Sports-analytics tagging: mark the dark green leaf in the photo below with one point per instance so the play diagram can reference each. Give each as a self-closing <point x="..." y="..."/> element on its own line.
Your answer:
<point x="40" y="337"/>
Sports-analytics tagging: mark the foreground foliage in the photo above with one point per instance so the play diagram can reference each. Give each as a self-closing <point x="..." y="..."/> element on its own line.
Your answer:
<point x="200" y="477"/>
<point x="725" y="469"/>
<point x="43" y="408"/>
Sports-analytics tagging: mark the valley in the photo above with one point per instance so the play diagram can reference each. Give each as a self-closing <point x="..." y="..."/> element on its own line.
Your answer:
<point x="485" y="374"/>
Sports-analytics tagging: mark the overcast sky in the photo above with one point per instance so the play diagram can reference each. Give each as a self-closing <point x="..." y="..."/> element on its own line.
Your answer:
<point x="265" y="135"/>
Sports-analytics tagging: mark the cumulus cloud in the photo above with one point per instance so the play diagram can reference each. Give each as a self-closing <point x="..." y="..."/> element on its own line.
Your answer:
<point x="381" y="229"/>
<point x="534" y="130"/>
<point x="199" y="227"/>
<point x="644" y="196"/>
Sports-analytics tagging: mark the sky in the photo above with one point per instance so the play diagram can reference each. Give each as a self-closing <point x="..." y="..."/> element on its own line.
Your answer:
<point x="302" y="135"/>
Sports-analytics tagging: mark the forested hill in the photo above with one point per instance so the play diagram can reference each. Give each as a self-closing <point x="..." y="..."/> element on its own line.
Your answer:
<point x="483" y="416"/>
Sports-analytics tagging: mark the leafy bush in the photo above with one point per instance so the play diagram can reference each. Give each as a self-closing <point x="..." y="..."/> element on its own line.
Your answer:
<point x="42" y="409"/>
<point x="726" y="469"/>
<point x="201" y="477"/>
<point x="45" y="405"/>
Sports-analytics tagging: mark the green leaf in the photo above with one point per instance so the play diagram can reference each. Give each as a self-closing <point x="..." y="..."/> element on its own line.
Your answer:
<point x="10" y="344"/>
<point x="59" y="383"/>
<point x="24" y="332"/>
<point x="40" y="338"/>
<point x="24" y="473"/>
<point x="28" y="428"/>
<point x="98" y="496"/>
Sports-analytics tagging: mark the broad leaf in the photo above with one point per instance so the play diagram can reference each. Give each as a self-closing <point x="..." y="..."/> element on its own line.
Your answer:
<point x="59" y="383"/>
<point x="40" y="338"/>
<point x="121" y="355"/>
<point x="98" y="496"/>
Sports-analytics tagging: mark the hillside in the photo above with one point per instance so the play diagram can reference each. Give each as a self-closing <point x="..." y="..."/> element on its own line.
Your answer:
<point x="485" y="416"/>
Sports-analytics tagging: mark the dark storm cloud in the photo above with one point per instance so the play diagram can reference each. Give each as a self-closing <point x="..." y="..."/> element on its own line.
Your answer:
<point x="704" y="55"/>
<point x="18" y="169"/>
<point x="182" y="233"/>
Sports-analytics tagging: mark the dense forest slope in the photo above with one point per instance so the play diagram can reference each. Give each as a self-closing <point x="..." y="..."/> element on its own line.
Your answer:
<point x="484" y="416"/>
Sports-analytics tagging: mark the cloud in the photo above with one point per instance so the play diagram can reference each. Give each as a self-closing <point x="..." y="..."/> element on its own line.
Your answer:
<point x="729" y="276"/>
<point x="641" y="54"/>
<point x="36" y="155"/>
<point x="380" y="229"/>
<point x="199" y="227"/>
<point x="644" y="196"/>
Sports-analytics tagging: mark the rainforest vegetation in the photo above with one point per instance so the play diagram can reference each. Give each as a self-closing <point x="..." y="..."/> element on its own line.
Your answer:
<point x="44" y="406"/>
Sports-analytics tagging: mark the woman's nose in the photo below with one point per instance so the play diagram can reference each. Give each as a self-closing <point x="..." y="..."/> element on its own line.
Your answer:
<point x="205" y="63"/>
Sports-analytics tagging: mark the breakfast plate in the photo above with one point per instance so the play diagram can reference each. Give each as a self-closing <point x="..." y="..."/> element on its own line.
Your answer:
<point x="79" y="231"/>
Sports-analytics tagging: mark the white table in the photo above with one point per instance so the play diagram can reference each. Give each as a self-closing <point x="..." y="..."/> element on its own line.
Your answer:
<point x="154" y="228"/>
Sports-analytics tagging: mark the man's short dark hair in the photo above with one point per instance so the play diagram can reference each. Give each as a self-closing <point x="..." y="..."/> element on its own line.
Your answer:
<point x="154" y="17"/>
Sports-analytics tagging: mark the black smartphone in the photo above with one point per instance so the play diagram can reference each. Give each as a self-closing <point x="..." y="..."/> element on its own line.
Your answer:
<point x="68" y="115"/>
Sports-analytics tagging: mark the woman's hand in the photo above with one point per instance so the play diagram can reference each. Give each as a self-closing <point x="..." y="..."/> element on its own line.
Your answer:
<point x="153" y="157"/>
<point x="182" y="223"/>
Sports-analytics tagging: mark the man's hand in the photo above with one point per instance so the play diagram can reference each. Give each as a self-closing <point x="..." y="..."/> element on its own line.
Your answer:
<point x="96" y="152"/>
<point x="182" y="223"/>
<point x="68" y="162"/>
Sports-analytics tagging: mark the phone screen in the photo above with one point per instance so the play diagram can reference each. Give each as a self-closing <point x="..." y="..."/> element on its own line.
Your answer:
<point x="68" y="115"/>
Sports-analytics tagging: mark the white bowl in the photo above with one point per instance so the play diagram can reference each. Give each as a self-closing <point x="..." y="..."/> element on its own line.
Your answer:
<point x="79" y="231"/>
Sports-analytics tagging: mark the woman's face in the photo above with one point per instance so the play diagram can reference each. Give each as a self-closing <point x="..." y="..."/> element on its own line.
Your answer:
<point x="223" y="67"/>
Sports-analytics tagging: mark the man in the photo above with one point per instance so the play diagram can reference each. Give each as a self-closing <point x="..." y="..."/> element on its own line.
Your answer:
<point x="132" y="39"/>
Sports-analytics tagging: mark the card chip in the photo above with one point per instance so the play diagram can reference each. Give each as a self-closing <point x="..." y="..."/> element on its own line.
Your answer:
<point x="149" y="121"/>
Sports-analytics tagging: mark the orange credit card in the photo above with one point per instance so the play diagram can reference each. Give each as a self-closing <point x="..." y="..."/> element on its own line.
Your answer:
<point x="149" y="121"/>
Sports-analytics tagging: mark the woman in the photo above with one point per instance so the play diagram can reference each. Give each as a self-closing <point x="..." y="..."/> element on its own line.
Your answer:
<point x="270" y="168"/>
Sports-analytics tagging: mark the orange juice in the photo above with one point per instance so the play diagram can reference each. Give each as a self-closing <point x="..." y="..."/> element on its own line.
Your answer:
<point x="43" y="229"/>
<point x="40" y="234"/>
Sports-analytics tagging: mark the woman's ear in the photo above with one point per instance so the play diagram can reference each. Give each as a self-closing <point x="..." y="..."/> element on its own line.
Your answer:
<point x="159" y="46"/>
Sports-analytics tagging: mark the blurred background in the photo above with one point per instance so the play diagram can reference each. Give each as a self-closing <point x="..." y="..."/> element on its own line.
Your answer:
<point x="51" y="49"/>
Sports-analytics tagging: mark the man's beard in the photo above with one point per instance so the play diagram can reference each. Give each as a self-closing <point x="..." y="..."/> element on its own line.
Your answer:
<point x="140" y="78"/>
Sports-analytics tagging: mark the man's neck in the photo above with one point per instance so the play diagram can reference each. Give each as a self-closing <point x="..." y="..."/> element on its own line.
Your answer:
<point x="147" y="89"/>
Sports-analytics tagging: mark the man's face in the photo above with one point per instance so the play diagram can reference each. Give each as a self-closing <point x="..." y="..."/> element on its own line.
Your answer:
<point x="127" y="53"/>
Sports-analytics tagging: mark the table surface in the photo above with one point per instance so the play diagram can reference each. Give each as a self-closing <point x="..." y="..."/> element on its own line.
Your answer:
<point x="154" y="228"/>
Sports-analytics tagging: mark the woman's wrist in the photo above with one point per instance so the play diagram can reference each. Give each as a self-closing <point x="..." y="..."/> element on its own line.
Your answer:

◆ **TASK STATEMENT**
Scan the records for the word "card" and copy every line where it is found.

◆ **RESPONSE AREA**
Sports-analytics tagging: mark the card chip in the photo above with one point per instance so the play diagram can reference each. Give each as a self-closing <point x="..." y="..."/> element on its own line.
Sports-analytics tagging: mark the orange credit card in the photo above with one point per instance so the play diagram can reference each. Give each as a self-closing <point x="..." y="..."/> element on its own line.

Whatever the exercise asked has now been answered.